* _Goal of the exercise_
Transcribe each record exactly as it appears.

* _Input records_
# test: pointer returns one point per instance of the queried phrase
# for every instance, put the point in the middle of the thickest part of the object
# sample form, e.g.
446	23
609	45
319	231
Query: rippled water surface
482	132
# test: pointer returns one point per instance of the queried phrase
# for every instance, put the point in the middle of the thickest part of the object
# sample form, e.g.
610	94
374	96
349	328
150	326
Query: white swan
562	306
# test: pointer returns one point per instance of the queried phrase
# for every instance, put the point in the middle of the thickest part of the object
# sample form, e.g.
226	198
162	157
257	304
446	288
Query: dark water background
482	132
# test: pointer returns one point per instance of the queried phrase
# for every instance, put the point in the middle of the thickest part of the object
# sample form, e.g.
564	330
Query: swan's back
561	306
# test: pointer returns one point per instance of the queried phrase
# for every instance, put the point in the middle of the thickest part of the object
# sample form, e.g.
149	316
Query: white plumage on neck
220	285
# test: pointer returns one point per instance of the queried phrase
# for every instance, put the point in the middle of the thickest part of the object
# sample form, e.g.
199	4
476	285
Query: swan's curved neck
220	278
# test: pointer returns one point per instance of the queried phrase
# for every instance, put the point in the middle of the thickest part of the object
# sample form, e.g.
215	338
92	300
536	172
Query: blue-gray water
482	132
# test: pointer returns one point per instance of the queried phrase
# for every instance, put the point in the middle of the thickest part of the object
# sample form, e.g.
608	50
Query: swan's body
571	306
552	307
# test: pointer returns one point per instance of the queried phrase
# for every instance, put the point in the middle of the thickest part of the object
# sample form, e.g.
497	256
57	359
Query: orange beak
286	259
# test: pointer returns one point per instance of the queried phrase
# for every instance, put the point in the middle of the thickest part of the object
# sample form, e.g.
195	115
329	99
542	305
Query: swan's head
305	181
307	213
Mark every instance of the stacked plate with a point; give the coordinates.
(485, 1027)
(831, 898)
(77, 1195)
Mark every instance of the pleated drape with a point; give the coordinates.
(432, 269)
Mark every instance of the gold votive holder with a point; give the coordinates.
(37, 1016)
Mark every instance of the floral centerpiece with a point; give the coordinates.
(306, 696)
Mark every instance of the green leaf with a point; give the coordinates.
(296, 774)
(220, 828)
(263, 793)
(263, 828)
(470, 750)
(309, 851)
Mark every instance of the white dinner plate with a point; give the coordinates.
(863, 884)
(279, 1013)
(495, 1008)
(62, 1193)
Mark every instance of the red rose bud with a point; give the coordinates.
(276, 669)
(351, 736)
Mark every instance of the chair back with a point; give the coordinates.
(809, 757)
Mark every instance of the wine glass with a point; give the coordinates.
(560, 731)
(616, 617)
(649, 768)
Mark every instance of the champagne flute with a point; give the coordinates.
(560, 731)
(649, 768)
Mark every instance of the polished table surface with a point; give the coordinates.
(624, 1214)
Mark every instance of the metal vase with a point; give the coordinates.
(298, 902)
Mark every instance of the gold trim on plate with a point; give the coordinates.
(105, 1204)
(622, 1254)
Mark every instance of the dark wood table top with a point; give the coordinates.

* _Reply to the exercise_
# test: pointer returns one point per instance of the queried phrase
# for every instance, put the point in the middle of the thickest part of the object
# sample form, e.g.
446	23
609	45
319	231
Query: rippled water surface
482	132
# test: pointer returns one point per instance of the queried phrase
# for every instance, put the point in the middle of the thickest part of the object
# sample form, e.g.
610	94
374	96
349	328
150	326
Query: white swan
562	306
# test: pointer returns one point per instance of the queried phrase
# for every instance, put the point in the middle of the thickest part of the object
# sample form, e.g.
226	198
162	157
257	304
446	288
Query: dark water background
482	132
# test: pointer returns one point per instance of the queried phrase
# for every instance, put the point in the middle of the thickest part of the object
# sample form, e.g.
564	330
Query: swan's back
561	306
# test: pointer returns one point per instance of the queried phrase
# for every instance, put the point in the middle of the thickest part of the object
# sample form, e.g.
149	316
Query: white plumage on neck
220	285
# test: pointer returns one point per instance of the queried phrase
# for every instance, put the point in the middle of the thickest part of the object
# sample form, e.g.
199	4
476	285
Query: swan's curved neck
220	278
# test: pointer returns one point per instance of the queried phrase
# for every instance, put the point in the middle of the thickest part of the object
# sample form, e.g.
215	338
92	300
536	172
Query: blue-gray water
482	132
# test: pointer returns one point per instance of the queried phrase
# for every instance, put the point in the middle of the thickest part of the object
# sample form, e.g.
608	50
Query: swan's body
571	306
552	307
# test: pointer returns one point per instance of the queried phrase
# for every instance, put the point in the middle of the thickest part of the object
# sample form, e.g.
497	256
57	359
Query: orange beak
286	259
# test: pointer returns one point per instance of the queried phrase
# for every instance, put the point in the middle of the thickest part of the object
# sample form, e.g.
195	115
329	99
542	305
Query: swan's head
305	181
307	213
Mark every instance of the stacked plate with a point; give the coordinates.
(485, 1027)
(831, 898)
(77, 1195)
Mark every instance of the pleated drape with a point; give the coordinates.
(432, 269)
Mark every instance of the gold votive holder with a point; give the coordinates.
(37, 1016)
Mark every instance of the floral centerpiece with a point; give the coordinates.
(306, 696)
Mark every instance of the green leaf with a point; give the coordinates.
(296, 774)
(220, 828)
(263, 793)
(263, 828)
(470, 750)
(309, 851)
Mark every instance of the white dinner plate with a point; give the coordinates.
(863, 884)
(279, 1013)
(495, 1008)
(62, 1193)
Mark every instance of the red rose bud with a point; give the coordinates.
(276, 669)
(351, 736)
Mark every instance of the chair back with a point; give the coordinates.
(809, 757)
Mark every instance of the wine glass with a point; give the coordinates.
(560, 731)
(616, 617)
(649, 768)
Mark every instance of the champagne flute with a point; give the coordinates.
(560, 731)
(649, 768)
Mark every instance of the polished table surface with a point; give the coordinates.
(624, 1214)
Mark every instance of the metal vase with a point; give the coordinates.
(298, 902)
Mark every instance of the gold trim on plate with a point; give the coordinates.
(105, 1204)
(622, 1254)
Mark every instance of the dark wood table top with a point; give the coordinates.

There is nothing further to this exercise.